Mechanism Behind Voltage Drop During Discharge:LiPo batteries, like other lithium-ion chemistries, work on the principle of moving lithium ions between the anode and cathode. When the battery is charged, the lithium ions are primarily at the anode. As the battery discharges, these ions move to the cathode, releasing energy in the process. As more and more ions move to the cathode during discharge, the potential difference (voltage) between the anode and cathode decreases, leading to the observed voltage drop.

To understand how they discharge their energy and why their voltage can drop below the nominal value under specific loads, we must delve into the battery's electrochemistry and operational characteristics.

1. LiPo Discharge Mechanism:

LiPo batteries operate based on the movement of lithium ions between the battery's two electrodes: the anode and the cathode.

• Full Charge: At full charge, the anode holds a concentration of lithium ions. This accumulation results in the battery's voltage peaking (typically 4.2V per cell).
• Discharge: When connected to a device or load, the battery completes an electrical circuit. Lithium ions migrate from the anode, travel through the external circuit (powering the device), and embed themselves in the cathode. This movement of ions from the anode to the cathode releases energy, which manifests as the electrical power supplied to the device.
• Nominal Voltage: As the battery discharges and more ions move to the cathode, the voltage starts to drop. The point where the battery operates most of its usable life is termed its "nominal voltage" (commonly 3.7V per cell for LiPo batteries). It's an average or midpoint in the battery's discharge curve.

2. Why Battery Voltage Drops Below Nominal Under Certain Loads:

The observed voltage of a battery under load (when it's powering a device) versus its open-circuit voltage (no load) can vary, especially under high loads.

*REQUIRED TASKS*.
[1] Answer these questions using the text on LiPo battery discharge:
(a) Where are the lithium ions primarily located when the battery is charged?
(b) What voltage per cell does a LiPo battery typically peak at when fully charged?
(c) What nominal voltage per cell is common for LiPo batteries?
[2] Carry on the text on LiPo battery discharge, starting right after its last sentence.

*STUDY MATERIAL*.

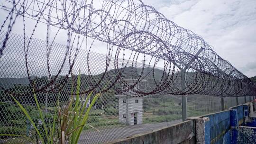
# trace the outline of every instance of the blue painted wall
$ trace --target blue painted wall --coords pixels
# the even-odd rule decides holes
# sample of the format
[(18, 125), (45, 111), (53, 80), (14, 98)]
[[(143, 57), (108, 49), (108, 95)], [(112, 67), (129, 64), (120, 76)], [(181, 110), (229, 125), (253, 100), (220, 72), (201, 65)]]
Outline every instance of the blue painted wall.
[[(204, 116), (210, 118), (210, 138), (211, 144), (223, 144), (230, 138), (230, 112), (221, 111)], [(230, 143), (229, 143), (230, 144)]]
[(233, 107), (231, 109), (237, 109), (238, 111), (238, 118), (239, 125), (242, 125), (244, 123), (244, 107), (243, 105)]

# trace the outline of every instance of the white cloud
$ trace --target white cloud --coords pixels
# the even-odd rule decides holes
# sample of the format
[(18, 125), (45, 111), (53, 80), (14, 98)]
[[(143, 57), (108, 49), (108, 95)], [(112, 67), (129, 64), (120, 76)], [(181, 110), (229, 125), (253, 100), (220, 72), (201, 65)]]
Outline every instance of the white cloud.
[(256, 75), (256, 64), (248, 64), (256, 63), (256, 0), (164, 0), (164, 5), (154, 1), (145, 2), (202, 36), (217, 54), (247, 76)]

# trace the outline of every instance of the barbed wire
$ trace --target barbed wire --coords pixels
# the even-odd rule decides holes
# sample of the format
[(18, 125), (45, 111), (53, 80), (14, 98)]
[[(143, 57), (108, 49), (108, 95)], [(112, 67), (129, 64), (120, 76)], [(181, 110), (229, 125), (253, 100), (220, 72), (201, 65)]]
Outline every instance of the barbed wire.
[[(58, 92), (70, 85), (71, 81), (73, 83), (75, 80), (71, 80), (70, 76), (73, 75), (77, 55), (83, 47), (86, 61), (82, 65), (88, 74), (84, 81), (89, 81), (89, 84), (81, 89), (81, 94), (95, 91), (122, 93), (132, 97), (159, 93), (218, 97), (256, 95), (256, 85), (218, 55), (201, 36), (177, 26), (153, 7), (141, 0), (97, 2), (6, 0), (8, 5), (0, 5), (8, 13), (0, 29), (0, 32), (5, 34), (1, 39), (0, 59), (5, 60), (3, 56), (9, 48), (13, 27), (18, 25), (23, 27), (21, 47), (27, 75), (37, 92)], [(22, 17), (23, 23), (15, 22), (19, 16)], [(30, 34), (27, 32), (26, 18), (36, 22)], [(33, 54), (30, 53), (31, 43), (35, 34), (42, 30), (38, 28), (41, 23), (47, 25), (45, 29), (46, 38), (43, 43), (46, 44), (46, 70), (49, 81), (39, 86), (34, 83), (29, 63), (29, 55)], [(50, 32), (50, 26), (57, 29), (55, 34)], [(52, 57), (52, 50), (56, 38), (64, 37), (60, 34), (60, 30), (67, 32), (66, 44), (62, 57), (59, 58), (61, 62), (58, 63), (58, 70), (54, 72), (51, 63), (55, 60)], [(51, 36), (52, 39), (49, 38)], [(106, 50), (105, 59), (101, 61), (104, 70), (95, 77), (95, 62), (91, 58), (97, 41), (104, 43)], [(149, 57), (146, 63), (146, 57)], [(159, 71), (156, 67), (160, 63), (163, 68)], [(66, 63), (68, 68), (65, 68)], [(127, 71), (130, 74), (129, 77), (125, 74)], [(160, 76), (156, 75), (156, 72)], [(146, 81), (150, 84), (142, 88), (140, 85)], [(20, 95), (2, 86), (1, 89)]]

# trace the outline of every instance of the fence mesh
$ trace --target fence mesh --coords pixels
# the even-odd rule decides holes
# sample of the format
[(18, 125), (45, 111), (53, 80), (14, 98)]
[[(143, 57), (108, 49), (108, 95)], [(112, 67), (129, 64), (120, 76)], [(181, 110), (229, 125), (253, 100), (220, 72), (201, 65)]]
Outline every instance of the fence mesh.
[[(0, 34), (0, 41), (3, 40), (4, 35), (4, 33)], [(46, 76), (48, 72), (46, 71), (47, 69), (47, 60), (45, 56), (47, 54), (45, 51), (46, 43), (40, 39), (32, 39), (31, 45), (28, 52), (30, 54), (26, 57), (26, 52), (21, 48), (23, 40), (23, 37), (21, 35), (13, 34), (10, 35), (9, 42), (0, 61), (0, 65), (2, 68), (0, 70), (0, 86), (2, 88), (0, 91), (0, 134), (5, 134), (0, 136), (1, 143), (37, 144), (42, 142), (32, 124), (9, 94), (12, 92), (16, 94), (13, 96), (27, 109), (38, 130), (43, 131), (42, 121), (40, 119), (35, 99), (31, 92), (33, 89), (31, 83), (40, 88), (49, 83), (50, 79), (52, 78)], [(53, 73), (52, 76), (54, 77), (55, 74), (58, 72), (57, 70), (62, 64), (61, 60), (65, 55), (65, 46), (54, 44), (50, 56), (52, 60), (49, 61), (49, 65), (51, 72)], [(88, 58), (87, 54), (88, 53), (86, 51), (79, 50), (77, 62), (72, 70), (75, 79), (78, 73), (81, 73), (81, 89), (83, 90), (91, 86), (92, 81), (94, 81), (95, 83), (95, 81), (100, 80), (106, 64), (104, 62), (106, 55), (91, 52), (90, 63), (93, 63), (93, 65), (89, 71), (86, 65)], [(109, 70), (107, 72), (109, 77), (116, 74), (113, 70), (115, 65), (112, 62), (114, 58), (111, 57), (111, 62), (110, 63)], [(27, 63), (25, 62), (26, 59)], [(126, 78), (125, 81), (129, 82), (134, 78), (135, 74), (133, 69), (136, 69), (136, 72), (139, 72), (143, 64), (137, 63), (137, 67), (134, 68), (131, 66), (132, 61), (124, 61), (128, 63), (128, 68), (129, 68), (126, 69), (122, 74), (123, 77)], [(28, 64), (26, 65), (26, 63)], [(68, 73), (69, 64), (68, 61), (63, 64), (64, 66), (61, 72), (63, 73), (61, 74), (63, 76), (59, 76), (56, 82), (61, 83), (65, 77), (65, 73)], [(147, 68), (150, 70), (151, 68), (149, 66)], [(155, 70), (158, 71), (155, 71), (154, 74), (161, 75), (157, 72), (162, 72), (162, 69), (161, 67), (156, 68)], [(31, 80), (27, 76), (27, 71), (29, 71)], [(91, 72), (92, 76), (89, 76), (88, 72)], [(71, 79), (68, 78), (68, 80), (71, 81)], [(150, 89), (152, 80), (146, 80), (138, 85), (140, 89)], [(45, 121), (46, 125), (53, 123), (54, 116), (55, 115), (54, 108), (56, 107), (58, 102), (61, 107), (64, 106), (73, 97), (70, 95), (73, 86), (68, 81), (61, 86), (59, 91), (47, 91), (46, 90), (36, 92), (40, 107), (43, 109), (43, 115), (46, 117)], [(101, 86), (104, 87), (104, 85)], [(116, 86), (117, 88), (118, 87)], [(122, 89), (121, 86), (119, 87), (119, 89)], [(90, 125), (86, 126), (83, 129), (79, 143), (104, 143), (182, 121), (181, 95), (159, 93), (141, 97), (129, 97), (113, 90), (110, 90), (109, 92), (103, 93), (101, 98), (94, 105), (87, 121)], [(7, 93), (6, 91), (9, 92)], [(90, 99), (87, 102), (84, 102), (83, 105), (88, 108), (91, 100)], [(224, 98), (225, 108), (235, 106), (236, 100), (235, 97)], [(239, 104), (245, 103), (244, 100), (244, 97), (238, 98)], [(249, 99), (247, 97), (247, 102), (248, 100)], [(191, 95), (188, 95), (187, 101), (189, 117), (200, 116), (221, 110), (219, 98)], [(31, 140), (11, 135), (26, 136)]]

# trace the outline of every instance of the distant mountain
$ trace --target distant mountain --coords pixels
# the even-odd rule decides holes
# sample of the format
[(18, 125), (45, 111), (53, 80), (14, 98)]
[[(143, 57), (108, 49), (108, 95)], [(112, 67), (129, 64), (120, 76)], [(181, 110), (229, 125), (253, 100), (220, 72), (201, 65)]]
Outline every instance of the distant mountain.
[[(36, 77), (32, 76), (31, 79), (33, 80)], [(28, 77), (13, 78), (0, 78), (0, 86), (5, 89), (9, 89), (14, 87), (14, 85), (28, 85), (29, 81)]]

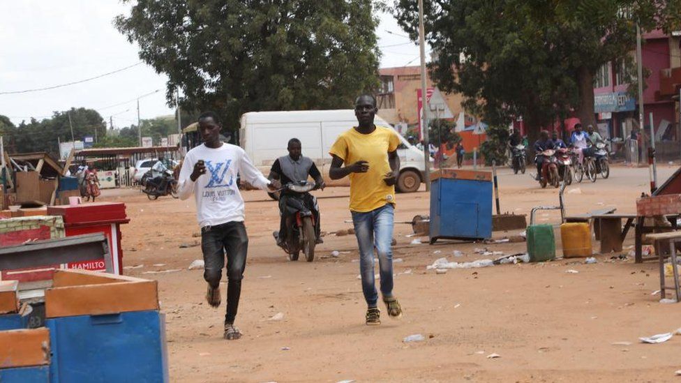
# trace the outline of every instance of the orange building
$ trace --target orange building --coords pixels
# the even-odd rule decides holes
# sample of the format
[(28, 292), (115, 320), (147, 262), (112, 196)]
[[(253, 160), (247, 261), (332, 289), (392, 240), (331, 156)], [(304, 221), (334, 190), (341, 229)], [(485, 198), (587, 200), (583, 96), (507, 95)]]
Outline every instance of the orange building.
[[(383, 68), (379, 70), (381, 87), (377, 92), (376, 101), (378, 104), (378, 115), (396, 126), (400, 133), (405, 134), (408, 128), (416, 128), (419, 126), (419, 100), (421, 90), (421, 67), (402, 66), (396, 68)], [(430, 76), (426, 79), (428, 88), (434, 88)], [(465, 115), (461, 119), (459, 114), (463, 110), (461, 107), (463, 97), (461, 94), (445, 93), (437, 91), (439, 99), (444, 100), (446, 105), (435, 107), (437, 111), (429, 110), (429, 119), (435, 119), (438, 115), (447, 119), (458, 120), (463, 127), (458, 133), (463, 138), (463, 147), (466, 151), (472, 151), (474, 147), (479, 147), (480, 143), (486, 140), (484, 134), (473, 134), (471, 128), (477, 120), (474, 117)], [(440, 98), (441, 96), (441, 98)], [(444, 108), (442, 106), (445, 106)], [(444, 109), (443, 110), (443, 109)]]

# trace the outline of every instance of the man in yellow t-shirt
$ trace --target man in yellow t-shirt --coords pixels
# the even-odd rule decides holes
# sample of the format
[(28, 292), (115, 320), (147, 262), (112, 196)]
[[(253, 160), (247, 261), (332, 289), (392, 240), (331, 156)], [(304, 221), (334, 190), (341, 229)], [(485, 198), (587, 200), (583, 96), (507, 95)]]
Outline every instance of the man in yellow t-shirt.
[[(402, 308), (393, 295), (393, 220), (395, 183), (400, 173), (397, 147), (400, 139), (389, 127), (376, 126), (378, 108), (372, 96), (354, 102), (359, 125), (342, 133), (329, 150), (331, 179), (350, 179), (350, 212), (359, 246), (362, 292), (368, 306), (366, 324), (380, 324), (378, 293), (373, 274), (373, 248), (378, 253), (381, 294), (388, 315), (397, 317)], [(345, 163), (345, 166), (341, 167)]]

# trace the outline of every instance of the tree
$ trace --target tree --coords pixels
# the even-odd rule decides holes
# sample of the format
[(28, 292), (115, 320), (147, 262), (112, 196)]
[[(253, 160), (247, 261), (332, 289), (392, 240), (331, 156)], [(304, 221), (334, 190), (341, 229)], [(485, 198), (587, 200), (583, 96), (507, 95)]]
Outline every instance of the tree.
[[(415, 0), (396, 0), (398, 22), (417, 36)], [(678, 25), (678, 1), (434, 0), (425, 3), (430, 66), (441, 89), (490, 125), (522, 116), (530, 138), (574, 110), (594, 123), (593, 80), (635, 46), (644, 30)]]
[(52, 118), (40, 121), (35, 119), (29, 123), (22, 121), (11, 135), (11, 150), (14, 153), (46, 151), (58, 155), (59, 142), (71, 141), (72, 126), (76, 140), (82, 140), (85, 136), (96, 136), (98, 139), (106, 136), (106, 123), (96, 110), (72, 107), (68, 111), (54, 112)]
[[(123, 0), (131, 3), (130, 0)], [(168, 76), (166, 98), (230, 129), (261, 110), (347, 107), (378, 86), (371, 0), (138, 0), (116, 27)]]

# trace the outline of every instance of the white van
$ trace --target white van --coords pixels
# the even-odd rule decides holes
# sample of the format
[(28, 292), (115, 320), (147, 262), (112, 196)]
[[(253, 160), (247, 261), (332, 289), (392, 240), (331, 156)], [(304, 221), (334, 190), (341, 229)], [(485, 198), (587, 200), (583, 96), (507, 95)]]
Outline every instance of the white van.
[[(376, 125), (391, 126), (378, 116), (374, 122)], [(251, 112), (241, 116), (241, 123), (239, 144), (265, 175), (269, 173), (275, 160), (288, 154), (288, 140), (295, 137), (302, 143), (303, 156), (317, 164), (325, 180), (330, 184), (347, 184), (347, 179), (342, 183), (329, 179), (329, 149), (340, 133), (357, 125), (354, 110)], [(397, 151), (401, 163), (397, 190), (414, 192), (424, 181), (424, 153), (401, 135), (398, 136), (402, 143)]]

*SOLVED PROBLEMS*.
[1]
(a) At the anode.
(b) 4.2V per cell.
(c) 3.7V per cell.

[2]
• Internal Resistance: Every battery has an intrinsic property known as 'internal resistance,' a result of the battery's internal components and chemistry. This resistance opposes the flow of current. When a load is applied, a portion of the battery's voltage is dropped across this internal resistance, leading to a phenomenon known as "voltage sag."Using Ohm's Law (V=I×R), the voltage drop (ΔV) across the internal resistance (Rinternal​) can be calculated as: ΔV=Iload​×Rinternal​ Where Iload​ is the current drawn by the external load. For high current draws (large Iload​), this voltage drop can be substantial, causing the observed battery voltage to momentarily dip below its nominal value.
• Chemical Limitations: The rate at which ions can move between the anode and cathode is limited. Under heavy loads, the demand for ions can momentarily outpace the battery's ability to supply them, causing a temporary drop in voltage.
• Battery State of Charge: As the battery discharges and gets closer to its depleted state, it has fewer ions to supply under heavy loads. This state can exacerbate voltage sag.

In essence, while the nominal voltage provides a generalized midpoint for the battery's operational life, the actual observed voltage can fluctuate based on internal battery characteristics and external demands. It's essential to ensure LiPo batteries aren't subjected to excessive loads that could cause significant voltage drops, as repeatedly doing so can reduce the battery's lifespan or even pose safety risks.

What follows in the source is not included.